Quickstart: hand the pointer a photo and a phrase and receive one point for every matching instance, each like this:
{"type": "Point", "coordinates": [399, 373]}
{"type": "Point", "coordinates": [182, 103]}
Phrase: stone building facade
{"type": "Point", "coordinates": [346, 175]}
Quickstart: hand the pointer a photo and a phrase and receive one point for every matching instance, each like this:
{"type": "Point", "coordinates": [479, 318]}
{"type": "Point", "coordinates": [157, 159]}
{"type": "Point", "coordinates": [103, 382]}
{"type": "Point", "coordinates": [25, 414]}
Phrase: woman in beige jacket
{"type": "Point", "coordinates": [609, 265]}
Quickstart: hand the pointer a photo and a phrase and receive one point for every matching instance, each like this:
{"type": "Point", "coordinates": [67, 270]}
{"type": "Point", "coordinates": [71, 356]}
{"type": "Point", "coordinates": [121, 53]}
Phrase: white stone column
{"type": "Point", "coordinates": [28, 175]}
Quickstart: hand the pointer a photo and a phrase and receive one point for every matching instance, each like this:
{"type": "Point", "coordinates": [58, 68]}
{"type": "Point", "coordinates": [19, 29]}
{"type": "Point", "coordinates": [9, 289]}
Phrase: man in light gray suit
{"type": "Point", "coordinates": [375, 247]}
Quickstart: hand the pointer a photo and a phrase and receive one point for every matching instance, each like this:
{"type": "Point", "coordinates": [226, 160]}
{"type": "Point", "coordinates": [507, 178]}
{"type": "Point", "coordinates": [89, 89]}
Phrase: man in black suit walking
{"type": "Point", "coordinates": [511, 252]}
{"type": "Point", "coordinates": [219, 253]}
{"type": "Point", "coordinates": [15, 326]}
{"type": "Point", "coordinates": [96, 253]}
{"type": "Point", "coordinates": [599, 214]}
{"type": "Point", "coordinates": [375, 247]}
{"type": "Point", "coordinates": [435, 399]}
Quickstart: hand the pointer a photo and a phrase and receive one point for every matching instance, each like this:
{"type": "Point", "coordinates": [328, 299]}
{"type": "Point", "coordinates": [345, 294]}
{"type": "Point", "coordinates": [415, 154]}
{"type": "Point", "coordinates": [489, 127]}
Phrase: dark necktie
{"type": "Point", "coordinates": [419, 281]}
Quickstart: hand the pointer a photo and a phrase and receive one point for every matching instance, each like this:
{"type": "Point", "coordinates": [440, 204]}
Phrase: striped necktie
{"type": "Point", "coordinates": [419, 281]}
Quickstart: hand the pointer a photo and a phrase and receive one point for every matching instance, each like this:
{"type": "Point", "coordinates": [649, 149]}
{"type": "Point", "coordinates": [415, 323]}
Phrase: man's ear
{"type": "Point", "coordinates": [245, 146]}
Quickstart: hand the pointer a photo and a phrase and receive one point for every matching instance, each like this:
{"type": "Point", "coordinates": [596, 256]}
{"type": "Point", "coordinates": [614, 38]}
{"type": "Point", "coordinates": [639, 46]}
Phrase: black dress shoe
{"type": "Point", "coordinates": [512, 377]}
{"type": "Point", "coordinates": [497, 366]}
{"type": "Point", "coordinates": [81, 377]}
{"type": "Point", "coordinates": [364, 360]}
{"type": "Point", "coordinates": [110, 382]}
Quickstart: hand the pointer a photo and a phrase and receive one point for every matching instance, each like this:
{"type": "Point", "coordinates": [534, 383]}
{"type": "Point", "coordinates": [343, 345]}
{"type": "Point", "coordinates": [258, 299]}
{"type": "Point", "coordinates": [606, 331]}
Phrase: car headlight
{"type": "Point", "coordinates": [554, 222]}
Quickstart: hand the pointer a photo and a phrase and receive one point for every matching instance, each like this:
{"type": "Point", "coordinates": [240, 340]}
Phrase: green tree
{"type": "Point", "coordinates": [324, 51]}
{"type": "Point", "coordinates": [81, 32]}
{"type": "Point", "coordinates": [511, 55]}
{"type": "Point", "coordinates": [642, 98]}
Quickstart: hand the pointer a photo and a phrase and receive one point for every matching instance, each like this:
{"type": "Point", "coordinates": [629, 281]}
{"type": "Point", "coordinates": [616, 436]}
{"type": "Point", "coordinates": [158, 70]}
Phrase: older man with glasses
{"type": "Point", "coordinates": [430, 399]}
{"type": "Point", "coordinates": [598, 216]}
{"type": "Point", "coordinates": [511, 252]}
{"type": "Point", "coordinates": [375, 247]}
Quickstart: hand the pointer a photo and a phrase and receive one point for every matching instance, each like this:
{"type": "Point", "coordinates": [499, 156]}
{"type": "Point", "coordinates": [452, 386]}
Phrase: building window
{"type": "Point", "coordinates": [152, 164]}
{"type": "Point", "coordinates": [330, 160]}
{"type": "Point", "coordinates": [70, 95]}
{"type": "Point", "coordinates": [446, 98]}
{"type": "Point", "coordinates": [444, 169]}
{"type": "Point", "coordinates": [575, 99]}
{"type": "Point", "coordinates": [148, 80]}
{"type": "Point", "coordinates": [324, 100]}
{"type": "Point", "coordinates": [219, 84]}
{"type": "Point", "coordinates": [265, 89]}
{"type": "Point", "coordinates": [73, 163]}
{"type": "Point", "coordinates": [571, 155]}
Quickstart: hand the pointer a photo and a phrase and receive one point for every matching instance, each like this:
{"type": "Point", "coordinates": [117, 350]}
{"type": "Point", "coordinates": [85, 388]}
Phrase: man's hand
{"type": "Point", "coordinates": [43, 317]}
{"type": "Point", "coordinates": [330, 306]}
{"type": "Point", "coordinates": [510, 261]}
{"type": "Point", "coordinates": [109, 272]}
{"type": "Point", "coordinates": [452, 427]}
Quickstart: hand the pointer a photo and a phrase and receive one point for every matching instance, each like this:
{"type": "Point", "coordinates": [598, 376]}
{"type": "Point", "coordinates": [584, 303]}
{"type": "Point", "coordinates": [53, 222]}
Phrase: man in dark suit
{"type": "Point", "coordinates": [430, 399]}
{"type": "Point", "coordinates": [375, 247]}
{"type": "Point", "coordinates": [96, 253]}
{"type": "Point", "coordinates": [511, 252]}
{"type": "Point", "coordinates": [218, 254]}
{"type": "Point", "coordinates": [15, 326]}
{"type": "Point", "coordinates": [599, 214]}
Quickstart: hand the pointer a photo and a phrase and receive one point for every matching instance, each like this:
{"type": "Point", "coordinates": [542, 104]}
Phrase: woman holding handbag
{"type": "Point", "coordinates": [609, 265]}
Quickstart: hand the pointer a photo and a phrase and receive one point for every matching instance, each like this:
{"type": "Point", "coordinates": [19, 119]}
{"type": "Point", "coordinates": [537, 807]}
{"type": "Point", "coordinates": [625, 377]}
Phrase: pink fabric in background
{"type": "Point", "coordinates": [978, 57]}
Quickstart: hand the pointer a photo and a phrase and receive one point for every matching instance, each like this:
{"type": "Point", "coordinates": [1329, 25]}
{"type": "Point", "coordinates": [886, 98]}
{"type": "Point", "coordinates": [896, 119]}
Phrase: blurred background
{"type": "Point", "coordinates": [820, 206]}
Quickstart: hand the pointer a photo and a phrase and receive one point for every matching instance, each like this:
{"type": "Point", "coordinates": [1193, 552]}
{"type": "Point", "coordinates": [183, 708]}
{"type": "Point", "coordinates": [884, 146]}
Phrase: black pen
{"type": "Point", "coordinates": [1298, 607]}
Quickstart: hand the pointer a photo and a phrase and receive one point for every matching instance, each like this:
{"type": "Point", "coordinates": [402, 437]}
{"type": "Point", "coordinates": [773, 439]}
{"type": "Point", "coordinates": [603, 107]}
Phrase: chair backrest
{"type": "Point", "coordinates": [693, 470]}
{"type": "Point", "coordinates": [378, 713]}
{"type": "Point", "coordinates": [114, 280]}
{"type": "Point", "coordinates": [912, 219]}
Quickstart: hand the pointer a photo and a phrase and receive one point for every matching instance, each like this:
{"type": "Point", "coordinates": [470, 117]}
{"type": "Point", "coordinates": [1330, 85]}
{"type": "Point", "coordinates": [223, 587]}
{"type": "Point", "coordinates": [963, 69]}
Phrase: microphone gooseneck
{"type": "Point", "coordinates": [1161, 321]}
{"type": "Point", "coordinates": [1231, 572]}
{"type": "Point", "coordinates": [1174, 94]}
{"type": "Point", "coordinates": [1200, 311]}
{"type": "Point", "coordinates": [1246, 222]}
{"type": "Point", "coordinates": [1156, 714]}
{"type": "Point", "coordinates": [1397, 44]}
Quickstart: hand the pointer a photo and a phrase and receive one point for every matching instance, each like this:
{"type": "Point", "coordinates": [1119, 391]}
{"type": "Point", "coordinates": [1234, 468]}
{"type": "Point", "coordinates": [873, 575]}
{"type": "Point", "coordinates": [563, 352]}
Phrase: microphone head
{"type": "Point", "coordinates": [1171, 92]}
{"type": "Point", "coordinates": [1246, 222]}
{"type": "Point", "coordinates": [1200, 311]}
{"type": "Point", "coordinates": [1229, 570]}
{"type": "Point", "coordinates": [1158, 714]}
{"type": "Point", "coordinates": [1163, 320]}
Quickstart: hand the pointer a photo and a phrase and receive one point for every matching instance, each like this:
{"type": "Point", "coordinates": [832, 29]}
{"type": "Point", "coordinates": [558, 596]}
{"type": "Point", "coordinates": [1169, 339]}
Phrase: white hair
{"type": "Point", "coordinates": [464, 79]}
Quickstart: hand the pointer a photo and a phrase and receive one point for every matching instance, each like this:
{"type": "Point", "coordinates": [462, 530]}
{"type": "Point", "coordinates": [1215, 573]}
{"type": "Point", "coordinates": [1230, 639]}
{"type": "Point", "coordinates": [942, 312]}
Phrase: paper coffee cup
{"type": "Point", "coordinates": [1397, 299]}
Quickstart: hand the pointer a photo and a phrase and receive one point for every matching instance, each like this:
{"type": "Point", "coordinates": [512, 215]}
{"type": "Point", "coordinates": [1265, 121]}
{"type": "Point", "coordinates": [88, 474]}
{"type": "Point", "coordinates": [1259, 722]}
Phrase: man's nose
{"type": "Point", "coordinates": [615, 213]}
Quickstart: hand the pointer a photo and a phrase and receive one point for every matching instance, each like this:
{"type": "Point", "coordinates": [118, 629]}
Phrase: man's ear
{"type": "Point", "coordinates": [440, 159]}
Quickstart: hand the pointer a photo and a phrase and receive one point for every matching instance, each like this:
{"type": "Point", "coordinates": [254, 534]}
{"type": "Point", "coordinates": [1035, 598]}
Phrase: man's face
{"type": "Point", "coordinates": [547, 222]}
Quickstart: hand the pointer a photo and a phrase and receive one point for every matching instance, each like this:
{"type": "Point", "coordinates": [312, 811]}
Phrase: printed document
........
Task goal> Please locate each line in the rows above that includes the word "black", and copy those lines.

Exercise output>
Phrase: man in black suit walking
Phrase: black dress shoe
Phrase: black pen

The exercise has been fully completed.